> Task item: Lines from the top of the entries through the line that has "Practice step: pick out every instance of the birch" must be duplicated exactly, and no others.

[Region pointing data]
== == ==
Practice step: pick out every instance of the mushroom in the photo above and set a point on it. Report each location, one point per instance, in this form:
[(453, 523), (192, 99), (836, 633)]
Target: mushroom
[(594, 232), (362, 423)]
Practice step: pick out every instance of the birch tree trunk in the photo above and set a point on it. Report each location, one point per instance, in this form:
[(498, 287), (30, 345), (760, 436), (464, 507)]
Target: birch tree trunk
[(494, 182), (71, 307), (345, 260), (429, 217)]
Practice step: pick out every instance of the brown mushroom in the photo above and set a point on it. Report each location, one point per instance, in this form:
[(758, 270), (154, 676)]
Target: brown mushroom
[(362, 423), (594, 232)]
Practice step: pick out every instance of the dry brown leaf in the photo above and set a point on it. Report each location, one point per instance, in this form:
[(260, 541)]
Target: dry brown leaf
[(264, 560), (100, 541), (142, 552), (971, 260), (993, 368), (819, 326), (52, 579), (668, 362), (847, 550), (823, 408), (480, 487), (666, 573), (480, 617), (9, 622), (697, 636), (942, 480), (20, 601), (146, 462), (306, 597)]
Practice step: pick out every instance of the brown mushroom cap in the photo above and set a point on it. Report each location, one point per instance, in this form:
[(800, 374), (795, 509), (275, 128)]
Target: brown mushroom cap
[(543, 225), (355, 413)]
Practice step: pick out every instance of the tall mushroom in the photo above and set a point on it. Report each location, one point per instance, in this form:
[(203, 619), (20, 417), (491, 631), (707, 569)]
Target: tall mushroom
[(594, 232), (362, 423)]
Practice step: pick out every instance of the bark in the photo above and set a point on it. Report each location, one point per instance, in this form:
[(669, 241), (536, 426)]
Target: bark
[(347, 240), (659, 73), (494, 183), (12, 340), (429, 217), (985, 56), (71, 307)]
== == ==
> Answer below:
Practice step: pick out every instance of the mushroom in the photo above and set a point on it. Report each location, one point per instance, in this form:
[(453, 523), (192, 99), (836, 633)]
Target: mushroom
[(594, 232), (362, 423)]
Practice step: pick out every instance of the birch tree trunk in the photo above and set a point on it. Report each location, one point per instance, in this form:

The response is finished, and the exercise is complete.